Start

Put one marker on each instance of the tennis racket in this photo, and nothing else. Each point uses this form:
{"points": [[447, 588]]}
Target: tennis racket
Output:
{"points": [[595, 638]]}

End
Start

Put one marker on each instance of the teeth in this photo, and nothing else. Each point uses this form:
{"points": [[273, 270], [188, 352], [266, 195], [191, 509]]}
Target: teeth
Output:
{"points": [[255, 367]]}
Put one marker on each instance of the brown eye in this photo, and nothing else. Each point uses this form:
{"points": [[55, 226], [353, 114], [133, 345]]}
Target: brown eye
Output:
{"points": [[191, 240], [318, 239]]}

End

### Task statement:
Which lines above contain the word "uses"? Find each one and copy it out in full.

### Task response:
Put one marker on each instance of the tennis racket in this photo, and nothing else. Each point uses this form:
Put one marker on each instance of the teeth in this photo, and nothing else. Each point uses this form:
Put one marker on each instance of the brown eye in this photo, and nothing else. Each point uses this form:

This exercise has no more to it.